- _Task to complete_: Could you render the entries as a JSON list of strings, one string per line, with blank lines omitted? Begin at the line that contains "Teacher note: indicate the white building", include that line, and continue through the last line of the entries.
------------------------------------------------------------------------
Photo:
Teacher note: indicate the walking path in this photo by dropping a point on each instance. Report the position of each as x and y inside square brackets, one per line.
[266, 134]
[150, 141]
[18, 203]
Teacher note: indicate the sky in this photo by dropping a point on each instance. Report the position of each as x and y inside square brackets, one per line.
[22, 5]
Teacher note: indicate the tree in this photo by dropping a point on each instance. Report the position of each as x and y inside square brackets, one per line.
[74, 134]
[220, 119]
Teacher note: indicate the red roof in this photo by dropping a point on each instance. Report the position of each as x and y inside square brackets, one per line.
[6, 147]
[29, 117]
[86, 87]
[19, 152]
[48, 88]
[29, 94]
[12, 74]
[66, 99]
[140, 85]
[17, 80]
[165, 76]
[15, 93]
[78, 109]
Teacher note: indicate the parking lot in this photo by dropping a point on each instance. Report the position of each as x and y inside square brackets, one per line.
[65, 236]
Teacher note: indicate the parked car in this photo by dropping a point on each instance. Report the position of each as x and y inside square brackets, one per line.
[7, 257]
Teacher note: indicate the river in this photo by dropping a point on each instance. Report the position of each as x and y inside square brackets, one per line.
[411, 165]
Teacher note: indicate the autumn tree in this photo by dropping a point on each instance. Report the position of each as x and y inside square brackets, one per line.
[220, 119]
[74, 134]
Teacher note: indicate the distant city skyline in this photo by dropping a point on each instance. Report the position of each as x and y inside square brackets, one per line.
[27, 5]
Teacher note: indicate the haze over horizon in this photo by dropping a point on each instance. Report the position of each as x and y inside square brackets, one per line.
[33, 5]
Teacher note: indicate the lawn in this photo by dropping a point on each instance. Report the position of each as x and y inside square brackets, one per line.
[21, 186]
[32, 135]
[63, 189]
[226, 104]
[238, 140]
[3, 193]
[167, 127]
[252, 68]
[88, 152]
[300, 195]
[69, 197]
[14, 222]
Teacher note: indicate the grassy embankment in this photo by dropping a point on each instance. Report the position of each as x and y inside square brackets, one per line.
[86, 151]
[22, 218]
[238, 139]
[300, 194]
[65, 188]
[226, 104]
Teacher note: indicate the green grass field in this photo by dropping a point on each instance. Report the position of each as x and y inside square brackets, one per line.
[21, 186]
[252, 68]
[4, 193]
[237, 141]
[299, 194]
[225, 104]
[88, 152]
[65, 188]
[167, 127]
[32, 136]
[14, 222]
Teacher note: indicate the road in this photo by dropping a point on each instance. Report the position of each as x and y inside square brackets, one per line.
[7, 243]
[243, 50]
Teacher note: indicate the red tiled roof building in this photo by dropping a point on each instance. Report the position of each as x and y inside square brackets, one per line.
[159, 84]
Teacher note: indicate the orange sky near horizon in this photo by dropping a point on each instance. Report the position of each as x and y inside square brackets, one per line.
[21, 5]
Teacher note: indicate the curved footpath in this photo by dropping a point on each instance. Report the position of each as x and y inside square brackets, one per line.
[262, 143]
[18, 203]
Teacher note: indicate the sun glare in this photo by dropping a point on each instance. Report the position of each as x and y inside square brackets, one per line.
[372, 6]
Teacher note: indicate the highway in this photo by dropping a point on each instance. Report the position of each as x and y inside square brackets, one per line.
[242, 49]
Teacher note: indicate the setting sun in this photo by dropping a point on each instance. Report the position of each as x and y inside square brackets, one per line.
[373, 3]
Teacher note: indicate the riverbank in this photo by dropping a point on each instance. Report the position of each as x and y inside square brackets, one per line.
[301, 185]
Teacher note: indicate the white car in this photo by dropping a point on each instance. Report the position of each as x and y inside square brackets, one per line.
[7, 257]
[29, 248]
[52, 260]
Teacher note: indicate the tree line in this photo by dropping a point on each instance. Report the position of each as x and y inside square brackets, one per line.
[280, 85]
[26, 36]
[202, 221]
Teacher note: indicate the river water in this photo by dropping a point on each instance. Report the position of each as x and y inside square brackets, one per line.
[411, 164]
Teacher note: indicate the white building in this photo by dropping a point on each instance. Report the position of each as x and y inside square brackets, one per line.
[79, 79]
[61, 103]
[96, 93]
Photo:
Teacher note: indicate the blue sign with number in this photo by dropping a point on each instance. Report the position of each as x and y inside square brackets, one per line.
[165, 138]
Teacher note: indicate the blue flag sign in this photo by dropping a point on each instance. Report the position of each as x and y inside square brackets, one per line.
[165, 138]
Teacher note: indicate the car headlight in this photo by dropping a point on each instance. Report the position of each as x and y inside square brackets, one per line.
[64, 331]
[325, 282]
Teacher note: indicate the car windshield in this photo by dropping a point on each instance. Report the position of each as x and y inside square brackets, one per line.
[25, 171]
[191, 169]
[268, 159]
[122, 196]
------------------------------------------------------------------------
- _Expected answer_:
[
  "Teacher note: indicate the white building in this photo by dropping a point on each instance. Report the position of each as x and y inside square brackets, one per line.",
  "[79, 79]",
  "[61, 103]",
  "[96, 93]",
  "Photo:",
  "Teacher note: indicate the blue sign with number in this photo by dropping a point on each instance. Report the position of each as x and y inside square brackets, one per line.",
  "[165, 138]",
  "Teacher note: indicate the blue flag sign in this photo by dropping a point on each instance. Report the position of each as x and y inside square brackets, one per line.",
  "[165, 138]",
  "Teacher note: indicate the car headlight in this photo by dropping a point on each instance. Report the position of each as x and y inside square brackets, one per line.",
  "[64, 331]",
  "[325, 282]",
  "Teacher note: indicate the car windshield in this photo by dropping a point on each instance. Report the position of each as x and y inside square brackets, one per line.",
  "[25, 171]",
  "[191, 169]",
  "[268, 159]",
  "[122, 196]"
]